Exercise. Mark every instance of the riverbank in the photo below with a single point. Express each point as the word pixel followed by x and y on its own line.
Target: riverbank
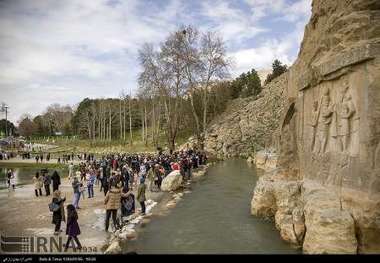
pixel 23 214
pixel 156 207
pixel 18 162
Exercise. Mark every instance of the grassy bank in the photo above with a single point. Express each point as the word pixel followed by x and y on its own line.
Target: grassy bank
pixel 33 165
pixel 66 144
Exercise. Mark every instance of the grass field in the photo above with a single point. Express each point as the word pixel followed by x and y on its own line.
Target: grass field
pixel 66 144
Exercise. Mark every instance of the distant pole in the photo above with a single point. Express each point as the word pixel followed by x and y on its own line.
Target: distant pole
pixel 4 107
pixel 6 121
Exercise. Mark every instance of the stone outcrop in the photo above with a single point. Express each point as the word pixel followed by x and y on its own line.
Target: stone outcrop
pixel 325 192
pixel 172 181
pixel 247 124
=======
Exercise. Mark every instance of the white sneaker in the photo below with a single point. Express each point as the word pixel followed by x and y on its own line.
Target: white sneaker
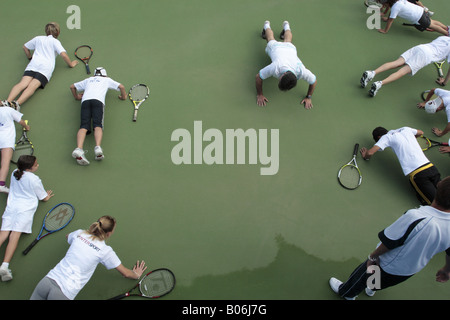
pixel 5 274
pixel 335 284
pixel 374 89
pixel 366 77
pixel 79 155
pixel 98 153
=======
Your reply should contain only the number of lines in the entries above with the word "followed".

### Task output
6